• Work instructions:
Reproduce all of the data that follows word for word, leaving out the pictures.

>> Start Task data

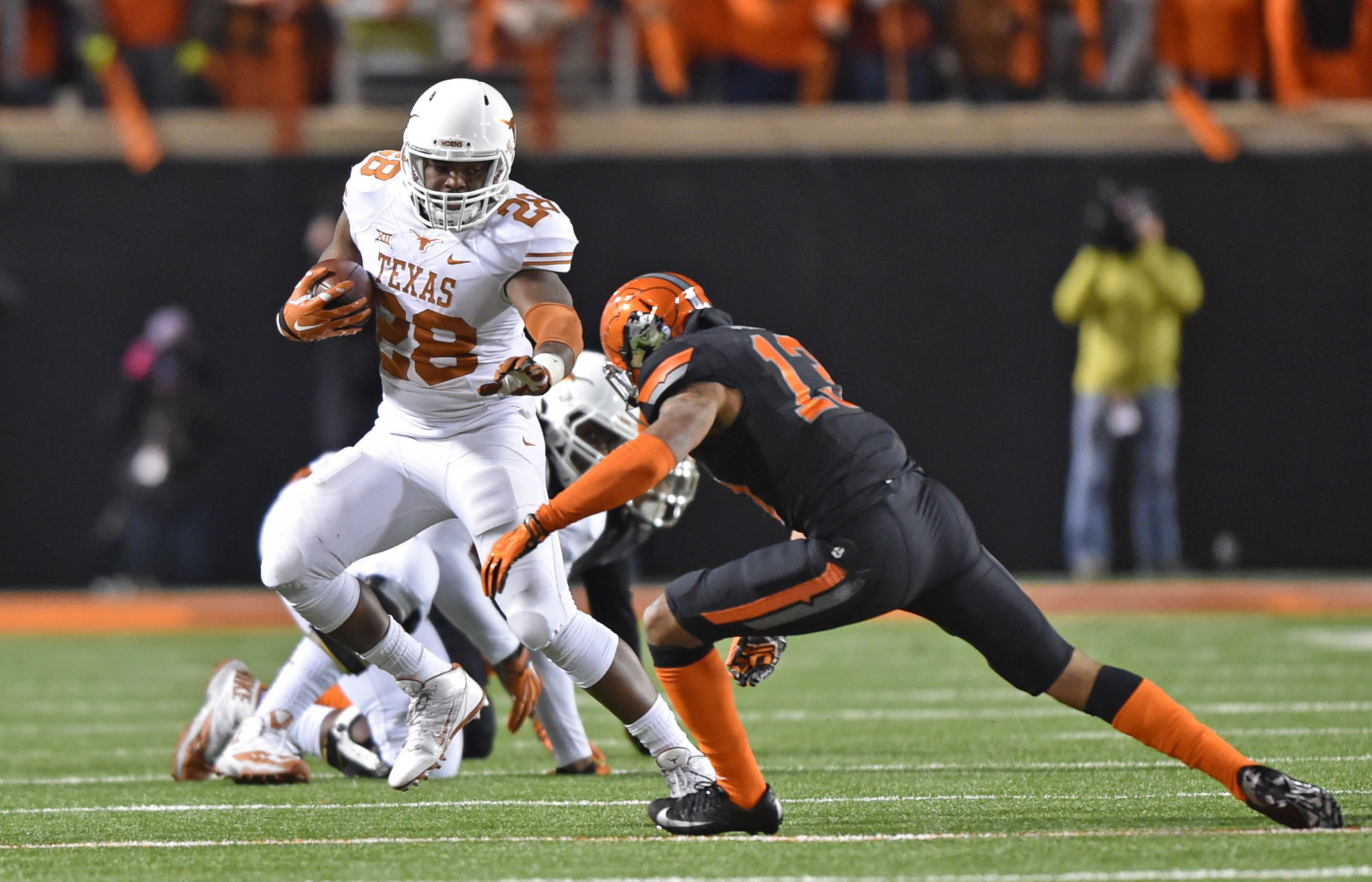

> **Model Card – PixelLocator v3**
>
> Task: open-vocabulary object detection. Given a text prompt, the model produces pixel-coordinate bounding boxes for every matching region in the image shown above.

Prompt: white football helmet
[400,80,514,233]
[539,350,700,528]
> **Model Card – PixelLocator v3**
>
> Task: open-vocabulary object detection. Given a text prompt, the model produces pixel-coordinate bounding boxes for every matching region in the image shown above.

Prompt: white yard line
[0,717,189,737]
[1045,726,1372,741]
[0,827,1372,850]
[10,790,1372,815]
[0,753,1372,786]
[738,701,1372,723]
[295,864,1372,882]
[306,864,1372,882]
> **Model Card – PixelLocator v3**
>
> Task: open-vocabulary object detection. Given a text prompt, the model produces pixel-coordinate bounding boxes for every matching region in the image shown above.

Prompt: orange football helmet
[601,273,709,383]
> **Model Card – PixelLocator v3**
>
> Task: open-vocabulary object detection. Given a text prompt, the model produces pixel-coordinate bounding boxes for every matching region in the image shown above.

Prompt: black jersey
[638,325,915,535]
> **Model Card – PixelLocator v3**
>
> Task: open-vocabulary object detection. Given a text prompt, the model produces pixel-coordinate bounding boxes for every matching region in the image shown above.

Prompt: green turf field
[0,616,1372,882]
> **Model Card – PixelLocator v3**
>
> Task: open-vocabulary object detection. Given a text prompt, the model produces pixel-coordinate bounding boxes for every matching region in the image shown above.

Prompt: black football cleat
[647,785,782,837]
[324,705,391,778]
[1239,765,1343,830]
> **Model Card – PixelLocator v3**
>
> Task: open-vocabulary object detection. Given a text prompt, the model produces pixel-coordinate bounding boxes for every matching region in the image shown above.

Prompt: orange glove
[476,355,553,398]
[482,505,549,598]
[276,266,372,343]
[495,646,543,732]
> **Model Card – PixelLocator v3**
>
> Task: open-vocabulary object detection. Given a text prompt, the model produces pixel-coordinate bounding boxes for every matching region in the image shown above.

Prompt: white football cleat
[654,747,715,800]
[387,664,487,790]
[214,709,310,785]
[172,659,262,780]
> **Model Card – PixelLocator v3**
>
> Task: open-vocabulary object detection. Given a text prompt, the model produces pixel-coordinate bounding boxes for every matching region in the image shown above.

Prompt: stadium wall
[0,154,1372,586]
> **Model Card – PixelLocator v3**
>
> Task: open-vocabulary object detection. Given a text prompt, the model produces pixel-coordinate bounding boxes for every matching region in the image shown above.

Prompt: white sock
[258,638,343,719]
[289,705,337,756]
[624,695,695,756]
[362,619,453,683]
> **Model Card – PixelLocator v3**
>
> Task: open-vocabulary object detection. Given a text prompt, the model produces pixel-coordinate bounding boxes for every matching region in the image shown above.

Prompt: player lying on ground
[262,80,713,795]
[172,513,609,783]
[482,273,1342,834]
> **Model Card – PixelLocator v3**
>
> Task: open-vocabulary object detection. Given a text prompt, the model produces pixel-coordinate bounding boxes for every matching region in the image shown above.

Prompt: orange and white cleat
[214,709,310,785]
[387,664,487,790]
[172,659,262,780]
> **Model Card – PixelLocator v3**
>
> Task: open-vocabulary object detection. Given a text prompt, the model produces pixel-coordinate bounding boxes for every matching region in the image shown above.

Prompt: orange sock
[1110,680,1254,801]
[656,649,767,808]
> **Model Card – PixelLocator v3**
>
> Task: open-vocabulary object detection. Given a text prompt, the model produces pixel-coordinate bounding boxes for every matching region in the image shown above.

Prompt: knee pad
[509,609,553,649]
[540,611,619,689]
[276,572,362,634]
[347,539,439,634]
[483,527,576,649]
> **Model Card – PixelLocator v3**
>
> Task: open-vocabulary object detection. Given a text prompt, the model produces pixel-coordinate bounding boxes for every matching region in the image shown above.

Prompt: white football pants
[261,412,581,656]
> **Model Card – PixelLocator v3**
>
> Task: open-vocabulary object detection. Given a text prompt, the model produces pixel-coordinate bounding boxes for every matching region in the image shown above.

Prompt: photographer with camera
[1052,181,1202,579]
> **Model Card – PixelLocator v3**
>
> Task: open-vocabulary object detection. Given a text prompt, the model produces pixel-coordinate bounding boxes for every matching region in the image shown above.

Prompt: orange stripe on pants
[656,649,767,808]
[705,564,848,624]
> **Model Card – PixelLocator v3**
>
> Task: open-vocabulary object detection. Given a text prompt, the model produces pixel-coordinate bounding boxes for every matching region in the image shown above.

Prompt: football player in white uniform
[238,80,715,795]
[172,505,609,783]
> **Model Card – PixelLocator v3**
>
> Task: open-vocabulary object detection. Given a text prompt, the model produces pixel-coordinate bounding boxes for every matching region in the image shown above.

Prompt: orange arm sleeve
[524,303,584,359]
[538,433,677,532]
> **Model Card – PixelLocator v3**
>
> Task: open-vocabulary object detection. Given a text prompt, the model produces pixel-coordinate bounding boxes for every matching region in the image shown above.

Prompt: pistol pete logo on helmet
[624,310,672,370]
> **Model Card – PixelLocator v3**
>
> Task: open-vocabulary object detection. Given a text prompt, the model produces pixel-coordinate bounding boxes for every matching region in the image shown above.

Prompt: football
[310,258,373,309]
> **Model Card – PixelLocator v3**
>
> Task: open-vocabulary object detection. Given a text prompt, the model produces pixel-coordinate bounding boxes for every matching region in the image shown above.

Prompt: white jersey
[343,150,576,438]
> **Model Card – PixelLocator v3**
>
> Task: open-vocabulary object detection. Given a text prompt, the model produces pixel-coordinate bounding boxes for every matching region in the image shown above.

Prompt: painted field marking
[10,753,1372,786]
[0,790,1240,815]
[0,827,1372,850]
[1044,726,1372,741]
[286,864,1372,882]
[4,745,167,760]
[10,790,1372,815]
[1291,629,1372,653]
[0,719,187,735]
[738,701,1372,723]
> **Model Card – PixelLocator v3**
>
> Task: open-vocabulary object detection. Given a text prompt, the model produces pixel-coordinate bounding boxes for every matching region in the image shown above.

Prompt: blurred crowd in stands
[0,0,1372,125]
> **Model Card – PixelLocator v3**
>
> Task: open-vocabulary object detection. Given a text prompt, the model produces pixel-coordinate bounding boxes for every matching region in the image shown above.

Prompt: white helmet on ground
[539,350,700,528]
[400,80,514,233]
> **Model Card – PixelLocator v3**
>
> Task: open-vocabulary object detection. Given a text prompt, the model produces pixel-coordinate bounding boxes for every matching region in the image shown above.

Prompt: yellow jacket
[1052,241,1203,395]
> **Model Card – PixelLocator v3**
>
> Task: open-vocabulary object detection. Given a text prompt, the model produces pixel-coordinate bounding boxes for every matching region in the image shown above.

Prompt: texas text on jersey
[343,150,576,432]
[638,317,915,535]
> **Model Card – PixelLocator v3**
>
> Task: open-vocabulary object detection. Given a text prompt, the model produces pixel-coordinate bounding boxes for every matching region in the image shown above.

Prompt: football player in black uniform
[483,273,1343,834]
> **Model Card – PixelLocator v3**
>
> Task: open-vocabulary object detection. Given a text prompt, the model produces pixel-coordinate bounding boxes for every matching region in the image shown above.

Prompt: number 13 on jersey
[753,333,856,422]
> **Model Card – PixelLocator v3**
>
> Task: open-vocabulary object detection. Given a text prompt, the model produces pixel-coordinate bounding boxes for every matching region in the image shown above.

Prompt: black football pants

>> End Task data

• Final answer:
> **Model Card – PixelLocator v3**
>
> Task: open-vocabulary object detection. Given a text prompt, the model produces pixel-coordinate bounding boxes for every matching region in the image shown above.

Prompt: white football helmet
[400,80,514,233]
[539,350,700,528]
> **Model Card – PixelLocator v3**
>
> Task: open-vocabulary object detection. Given a text prompt, the model produces pixel-coordinate bounding boxes for every matching region in the image shown above.

Prompt: white yard line
[0,717,189,737]
[1045,726,1372,741]
[0,827,1372,850]
[10,790,1372,815]
[0,753,1372,786]
[738,701,1372,723]
[295,864,1372,882]
[306,864,1372,882]
> **Model Card – PixelLocator v3**
>
> Task: open-vocabulary object detection. Given a text prompt, the model produces pixel-coordinate bounding boxes for every matching region in the image shown above.

Prompt: orange football helmet
[601,273,709,383]
> **Model Card – PixelLocator v3**
>
> Task: open-vocabulary object detection. Given a text prompt, the model produces pixel-coordinate bounding boxes for every matching region in the image shown above.

Prompt: black jersey
[638,325,915,535]
> **Model Card – PixelLocator v3**
>
> Task: open-vocabulary object detection. Given a text prompt, the model produces pixel-coordinate bounding boxes for every matching region in the image shown above.

Prompt: green turf field
[0,616,1372,882]
> **Model Card – PixelLocator v3**
>
> Task: open-vocabulary object detection. Given a text prompt, the model produces pixel-coordinate bounding boxes for every matching region in the image shown above.

Prompt: black football cleat
[647,785,782,837]
[324,705,391,778]
[1239,765,1343,830]
> **Model Card – PixelLocator v3**
>
> Task: open-vocabulary object detection. Given a text prompt, the model produces pixel-coordinate bounding boxes for every matching region in the image shown above.

Prompt: orange glove
[476,355,553,398]
[482,505,549,598]
[276,266,372,343]
[495,646,543,732]
> **Model Card – PixelLocator v3**
>
> Task: open-vocabulary object detection. Given a text prompt, the model produces pixel-coordinate bounding boxes for every matching region in the image shown above.

Prompt: white football cleat
[654,747,715,800]
[387,664,487,790]
[214,709,310,785]
[172,659,262,780]
> **Model Card – PixelLocator v3**
>
> Task: open-vocabulary object detection. Given a text prompt, the model produces pixel-coordinate bounding boxes for every matching region in the image shown above.

Prompt: stadium wall
[0,154,1372,586]
> **Model Card – PixelLocator v3**
>
> Task: open-vocabulary object detection. Given a text prompt, the model produces pixel-coordinate bounding boxes for every matching region in the image shown above.

Prompt: white sock
[258,638,343,719]
[289,705,337,756]
[624,695,695,756]
[362,619,453,683]
> **Model Card – PixelLocator v3**
>
> Task: open-vocabulary object detection. Given a text prompt, the model produces pixel-coordinate bounding boxes for every matching region in the image shown above.

Prompt: player lying on ground
[262,80,713,795]
[172,513,609,783]
[482,273,1342,834]
> **Model Card – PixelLocator v3**
>
> Task: open-vocabulary object detection. Given a text prompt, the model produces pixel-coordinate bounding boxes for every matching region in the image shown above.

Prompt: orange and white cleat
[214,709,310,785]
[387,664,487,790]
[172,659,262,780]
> **Model Card – PixelLocator v3**
>
> Task: open-vocabulary object detection. Given a text prompt, the model produces pixel-coordinate bounding boxes for every matching region in the image shown above.

Prompt: orange sock
[1110,680,1254,801]
[656,649,767,808]
> **Model Card – PixelLocator v3**
>
> Task: open-vocabulary object detection. Given a text prompt, the model produces pixel-coordinate bounding boxes for every matching region in the image shown above.

Prompt: knee pad
[509,609,553,649]
[540,611,619,689]
[276,572,362,634]
[347,539,439,634]
[483,527,576,649]
> **Model Card – PixelLocator v3**
>
> Task: open-vocabulary object detection. Given a text prompt, the model produces pixel-coordinate bounding boxes for every matching region in the image shown above.

Prompt: white football pants
[261,412,581,656]
> **Model Card – PixelLocator v3**
>
> Task: open-vocabulary object detection. Given a text prompt, the model produces pixel-coordinate bounding boxes for every matching region in the image shown above.

Prompt: photographer with camera
[1052,181,1202,579]
> **Model Card – PixelLocator v3**
>
> Task: open-vocabulary object detection. Given a text prompt, the model produces pixel-coordinate bounding boxes for every matching region in the image shown above.

Prompt: orange stripe on pants
[656,649,767,808]
[705,564,848,624]
> **Model Card – PixelLocator v3**
>
> Task: open-vocabulary object detection. Given a text prompt, the model produces pixel-coordinate bounding boxes for every matching region in the image shown above.

Prompt: football player in white uniform
[238,80,715,795]
[172,505,609,783]
> **Model Card – PixelLocator v3**
>
> Task: open-vocabulary object detection. Given a text prompt, the model produces pixel-coordinate bounding boxes for every matching region in the image shown above.

Prompt: orange arm sleeve
[524,303,584,359]
[538,433,677,532]
> **Model Card – PixelLocator v3**
>
> Task: open-vocabulary object detection. Given a text prompt, the model produces pixel-coordinate bounding boxes for every matching region in the image shown above.

Prompt: pistol pete logo on helmet
[624,310,672,370]
> **Model Card – PixelLocator v3**
>
> Task: open-vocabulary object detection. Given a text prompt, the model produces pixel-coordinate bounding boxes for every matching region in the image shown above.

Prompt: football
[310,258,373,309]
> **Model Card – PixelLocator v3**
>
> Task: open-vocabulary object detection. Given a text prompt, the model produces pixel-coordinate bounding boxes for every matching region in the image shown above.

Prompt: white jersey
[343,150,576,438]
> **Model Card – PixelLocator v3**
>
> Task: open-vocabulary object detection. Given a text prompt, the model produces pixel-coordinate bounding boxes for every matching region in the image shown above.

Prompt: painted field marking
[10,753,1372,786]
[0,790,1240,815]
[0,827,1372,850]
[1044,726,1372,741]
[286,864,1372,882]
[4,745,167,760]
[10,790,1372,815]
[1291,629,1372,653]
[0,719,187,735]
[738,701,1372,723]
> **Model Card – PixelLocator v3**
>
> Task: open-vocabulary object detection. Given a text prompt, the model produces pixel-coordinate bounding boxes for every matching region in the image shown above.

Prompt: blurred crowd in stands
[0,0,1372,125]
> **Model Card – PixelLocator v3**
>
> Task: open-vocabulary object detection. Given a text prompt, the model produces pixel-coordinate bounding boxes for every matching region in the image shown above.

Prompt: white helmet on ground
[539,350,700,528]
[400,80,514,233]
> **Model Card – PixelLocator v3**
>
> Task: open-vocabulary object detection. Given a text prompt, the model produces pixel-coordinate bounding boxes for every matching region in the image shown above.

Prompt: yellow jacket
[1052,241,1203,395]
> **Model Card – PixelLocator v3**
>
> Task: open-vocabulary object detection. Given a text prompt, the model produces pixel-coordinate bounding boxes for every matching region in the image shown above.

Prompt: texas text on jersey
[343,150,576,432]
[638,317,915,535]
> **Model Card – PixelLocator v3**
>
> Task: open-vocabulary object detection. Given a text prompt, the model produces pixel-coordinate bounding boxes for every matching region in the image shown above.

Prompt: football player in black uniform
[483,273,1343,834]
> **Model Card – PixelLocator v3**
>
> Task: open-vocabulary object detection. Given a text prompt, the model produces pixel-coordinate bounding boxes for every matching region in the image shown above.

Prompt: number 13 on jersey
[753,333,856,422]
> **Model Card – PixelLocator v3**
>
> Task: open-vocabulary object detection. Given a text prompt, the model produces pixel-coordinate bounding boxes for every matching region in the image shown above.

Prompt: black football pants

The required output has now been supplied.